(Text section)

Given that the vast majority of my patients are those struggling with eating disorders, I have some mixed feelings about nutrition in school. On the one hand, I think it’s important for kids to learn about how to take care of themselves and the consequences of their lifestyle choices on their health. For instance, it makes sense to me for kids to learn about different nutrients and how they can help them grow and thrive.
But I worry that along with this helpful information, the kids might be learning a whole different lesson. From what I’ve heard, many of these nutrition programs are focused on making sure students maintain a healthy weight and actually scare them about the potential dangers of being overweight. As Jonah and I have written about extensively, health and weight are not synonymous; lifestyle behaviors are a much better predictor of health outcomes. This means that even if someone falls into the “overweight” or “obese” categories on the BMI scale, they are not necessarily doomed to poor health. Similarly, someone who falls into the “normal” weight category might not be healthy. It’s the behaviors that make the difference, not weight.
In addition, kids (and adults) come in a wide array of sizes and body types – we are not all meant to be slender. Genetics are a huge determinant of body weight. And as we have noted many times before, diets (or any program or restrictive way of eating meant to alter one’s body size) fail 95% of the time, usually ending up in weight regain. Oftentimes, I hear that school nutrition programs propagate the false idea of “calories in, calories out” in regards to weight. It’s just not that simple.

(End Text section)
(Data extracts)

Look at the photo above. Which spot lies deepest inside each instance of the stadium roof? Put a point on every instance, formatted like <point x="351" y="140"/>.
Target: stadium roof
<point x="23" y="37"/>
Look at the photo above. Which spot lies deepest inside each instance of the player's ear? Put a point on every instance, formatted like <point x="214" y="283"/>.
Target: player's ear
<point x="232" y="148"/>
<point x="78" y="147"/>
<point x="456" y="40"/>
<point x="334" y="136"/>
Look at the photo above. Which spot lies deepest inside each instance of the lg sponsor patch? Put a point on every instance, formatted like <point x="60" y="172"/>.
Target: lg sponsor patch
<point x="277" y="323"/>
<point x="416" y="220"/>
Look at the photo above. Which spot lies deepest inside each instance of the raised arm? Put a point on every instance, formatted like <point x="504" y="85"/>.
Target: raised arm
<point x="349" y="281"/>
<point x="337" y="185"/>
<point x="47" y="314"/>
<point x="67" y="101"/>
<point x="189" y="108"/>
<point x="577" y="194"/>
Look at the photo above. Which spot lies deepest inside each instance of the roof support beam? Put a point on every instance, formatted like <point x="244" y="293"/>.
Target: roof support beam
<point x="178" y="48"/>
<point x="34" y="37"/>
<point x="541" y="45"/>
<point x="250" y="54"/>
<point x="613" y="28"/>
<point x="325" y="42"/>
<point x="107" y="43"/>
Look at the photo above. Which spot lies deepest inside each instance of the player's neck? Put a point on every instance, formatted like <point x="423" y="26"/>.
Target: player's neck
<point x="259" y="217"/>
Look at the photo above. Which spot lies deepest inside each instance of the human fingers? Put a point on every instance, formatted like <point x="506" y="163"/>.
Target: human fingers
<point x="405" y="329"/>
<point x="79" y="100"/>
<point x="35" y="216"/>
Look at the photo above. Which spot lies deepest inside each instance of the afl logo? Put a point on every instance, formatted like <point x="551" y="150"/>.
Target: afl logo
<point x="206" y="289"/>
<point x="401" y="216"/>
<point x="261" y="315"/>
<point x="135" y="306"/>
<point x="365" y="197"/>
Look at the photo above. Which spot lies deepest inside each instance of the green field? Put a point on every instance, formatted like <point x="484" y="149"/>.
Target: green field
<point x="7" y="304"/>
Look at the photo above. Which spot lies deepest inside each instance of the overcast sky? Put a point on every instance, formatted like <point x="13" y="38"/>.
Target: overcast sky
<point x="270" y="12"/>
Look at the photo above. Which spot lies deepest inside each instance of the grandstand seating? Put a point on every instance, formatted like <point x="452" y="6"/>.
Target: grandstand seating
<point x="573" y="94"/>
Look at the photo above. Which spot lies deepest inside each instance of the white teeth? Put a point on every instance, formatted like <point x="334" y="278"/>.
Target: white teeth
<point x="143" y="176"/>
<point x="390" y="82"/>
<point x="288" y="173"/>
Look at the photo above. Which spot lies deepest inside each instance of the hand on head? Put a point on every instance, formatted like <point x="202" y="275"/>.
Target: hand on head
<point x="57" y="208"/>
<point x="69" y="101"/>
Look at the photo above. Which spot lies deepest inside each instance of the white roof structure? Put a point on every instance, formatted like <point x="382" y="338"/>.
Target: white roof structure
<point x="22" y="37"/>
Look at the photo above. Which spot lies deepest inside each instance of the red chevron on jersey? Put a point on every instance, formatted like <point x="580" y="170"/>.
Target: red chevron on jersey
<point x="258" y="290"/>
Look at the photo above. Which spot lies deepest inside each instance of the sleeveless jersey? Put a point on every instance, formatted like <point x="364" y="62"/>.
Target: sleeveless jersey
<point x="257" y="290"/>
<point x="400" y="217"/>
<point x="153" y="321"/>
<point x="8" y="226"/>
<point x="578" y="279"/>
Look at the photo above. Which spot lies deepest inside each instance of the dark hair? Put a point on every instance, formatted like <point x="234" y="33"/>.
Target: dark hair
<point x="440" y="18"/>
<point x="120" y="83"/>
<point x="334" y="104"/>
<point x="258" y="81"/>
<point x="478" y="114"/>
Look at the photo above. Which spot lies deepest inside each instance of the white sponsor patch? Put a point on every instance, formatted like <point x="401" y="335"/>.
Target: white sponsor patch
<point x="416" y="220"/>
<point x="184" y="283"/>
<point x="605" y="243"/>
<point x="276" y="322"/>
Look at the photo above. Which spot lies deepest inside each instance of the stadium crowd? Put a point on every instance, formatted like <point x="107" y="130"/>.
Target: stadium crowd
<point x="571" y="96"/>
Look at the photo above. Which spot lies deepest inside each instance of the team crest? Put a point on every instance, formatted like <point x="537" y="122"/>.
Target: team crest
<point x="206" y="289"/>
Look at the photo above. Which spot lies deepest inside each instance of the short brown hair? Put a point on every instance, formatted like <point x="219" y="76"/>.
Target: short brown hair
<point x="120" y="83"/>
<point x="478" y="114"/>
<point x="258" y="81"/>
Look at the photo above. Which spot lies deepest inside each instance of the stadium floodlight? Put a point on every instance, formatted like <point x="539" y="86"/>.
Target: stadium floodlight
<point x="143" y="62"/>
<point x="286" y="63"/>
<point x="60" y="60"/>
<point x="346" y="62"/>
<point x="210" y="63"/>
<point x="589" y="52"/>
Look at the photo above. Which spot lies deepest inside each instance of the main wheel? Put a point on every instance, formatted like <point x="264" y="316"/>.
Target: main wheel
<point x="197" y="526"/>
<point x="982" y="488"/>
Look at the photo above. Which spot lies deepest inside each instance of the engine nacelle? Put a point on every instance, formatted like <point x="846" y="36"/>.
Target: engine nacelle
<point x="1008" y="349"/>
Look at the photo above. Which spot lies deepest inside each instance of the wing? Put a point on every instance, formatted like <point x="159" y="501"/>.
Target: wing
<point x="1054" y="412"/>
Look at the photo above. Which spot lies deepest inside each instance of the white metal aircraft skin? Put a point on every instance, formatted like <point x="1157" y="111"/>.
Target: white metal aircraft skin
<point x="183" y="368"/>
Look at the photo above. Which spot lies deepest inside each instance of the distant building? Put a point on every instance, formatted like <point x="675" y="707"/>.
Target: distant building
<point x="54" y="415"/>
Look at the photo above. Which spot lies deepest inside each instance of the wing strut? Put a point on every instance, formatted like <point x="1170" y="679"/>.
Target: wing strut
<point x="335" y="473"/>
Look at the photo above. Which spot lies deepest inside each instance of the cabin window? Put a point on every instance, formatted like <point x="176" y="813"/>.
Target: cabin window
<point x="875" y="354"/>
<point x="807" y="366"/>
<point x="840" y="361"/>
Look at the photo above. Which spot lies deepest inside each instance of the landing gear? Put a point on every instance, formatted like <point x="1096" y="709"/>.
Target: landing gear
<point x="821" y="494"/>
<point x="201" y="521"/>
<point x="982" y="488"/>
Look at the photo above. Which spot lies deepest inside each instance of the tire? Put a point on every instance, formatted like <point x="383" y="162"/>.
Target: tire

(End Data extracts)

- **Assignment 1**:
Translate this sentence from the school nutrition passage into Spanish: "Genetics are a huge determinant of body weight."
- **Assignment 2**:
According to the school nutrition passage, how often do diets fail?
- **Assignment 3**:
Write the next part of the school nutrition passage, starting after its final sentence.
The rows were taken from a different source than the school nutrition passage.

- **Reply 1**:
La genética es un factor determinante enorme del peso corporal.

- **Reply 2**:
Diets fail 95% of the time.

- **Reply 3**:
Unfortunately, the main message that most of my patients glean from these school nutrition programs is “fat = bad” and “these are the foods to avoid in order not to be fat.” In one case, one of my patients told me her biology professor had her students calculate their resting metabolic rates and then keep a food journal to log their calories to later evaluate if they were eating too much to maintain their weight. Another one of my patients told me that she actually learned about eating disorders from an educational video shown in her health class and that’s when her bulimia started. For someone who has the genetic predisposition for developing an eating disorder, these types of messages and activities can actually trigger them to start restricting.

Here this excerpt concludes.